EXTRACT PROVIDED:
[Start of Attachment]

With the general rise of China's tech scene, recently there's been a trend by which the USA doesn't retain Chinese international students and they instead opt to return home. One has to imagine the very, very long immigration process they have to go to has to do with this [4].

[1]: https://www.teamblind.com/post/Does-Meta-relocate-you-to-Can...

[2]: https://www.quora.com/Is-it-difficult-to-relocate-from-the-G...

[3]: https://news.cgtn.com/news/2024-08-29/The-return-wave-Why-80...

[4]: https://www.statista.com/chart/16528/long-wait-times-for-gre...


Outcomes aren't binary. For any marginal increase in immigration difficulty for skilled tech workers, there is a marginal decrease in US tech competitiveness relative to other countries.


20 years only if you're born in India married to someone born in India. Not great either way though, but it's really affecting the Indian community because of their particular norms.


If your spouse is a US citizen or permanent resident on their own, great. But if you're on H1-B and your spouse is on H-4, I don't think their country of birth makes a difference?

If you're both on H1-B, then sure, having a different country of birth can help.


It does make a difference. When filing for adjustment of status, you can request USCIS to consider both you and your spouse as chargable to your spouse's country of birth, and therefore be placed in a more favourable GC queue. This is called cross-chargeability [1].

Because of this, the "100-year green card queue" problem only really applies for a couple who are both born in India/China, with kids who are not born in the US. If even one child was born in the US, they would be able to sponsor both parents for an immediate green card when they turn 21 years old. In the meantime, the H1-B beneficiary can extend their visa indefinitely and port their approved I-140 whenever they switch jobs, with a 6-month grace period. The spouse also has full working rights.

21 years is a long time, but while working, both parents will accumulate social security credits and will be eligible to recieve benefits upon retirement (if they've secured a green card by then).

[1] https://www.uscis.gov/policy-manual/volume-7-part-a-chapter-...


Yup, left US after years of working and doubt will ever see social security for self.

[End of Attachment]

EXERCISE DETAILS:
Copy the passage from the green card queue discussion word for word, between "Because of this, the" and "full working rights.", inclusive.

MATERIAL SHOWN:
[Start of Attachment]

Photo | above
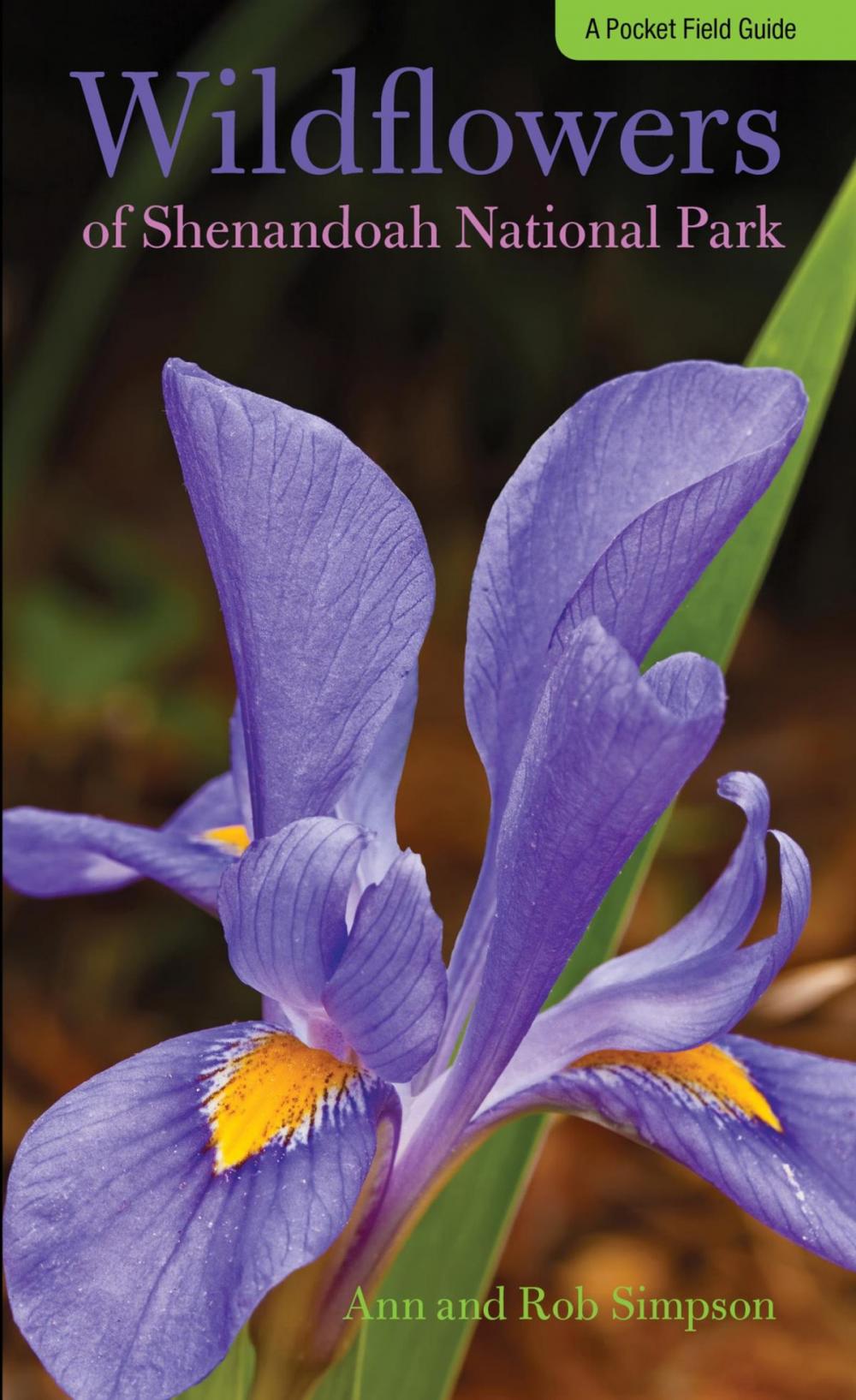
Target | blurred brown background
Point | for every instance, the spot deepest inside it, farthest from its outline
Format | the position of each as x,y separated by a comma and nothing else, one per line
443,367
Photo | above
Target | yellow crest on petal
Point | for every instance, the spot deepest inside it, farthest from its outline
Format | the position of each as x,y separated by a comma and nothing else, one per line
236,837
266,1088
705,1071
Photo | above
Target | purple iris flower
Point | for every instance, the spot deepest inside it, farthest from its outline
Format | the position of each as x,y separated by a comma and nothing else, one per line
152,1208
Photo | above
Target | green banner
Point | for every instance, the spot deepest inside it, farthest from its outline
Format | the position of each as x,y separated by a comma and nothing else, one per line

[End of Attachment]

RESULT FOR THIS EXERCISE:
Because of this, the "100-year green card queue" problem only really applies for a couple who are both born in India/China, with kids who are not born in the US. If even one child was born in the US, they would be able to sponsor both parents for an immediate green card when they turn 21 years old. In the meantime, the H1-B beneficiary can extend their visa indefinitely and port their approved I-140 whenever they switch jobs, with a 6-month grace period. The spouse also has full working rights.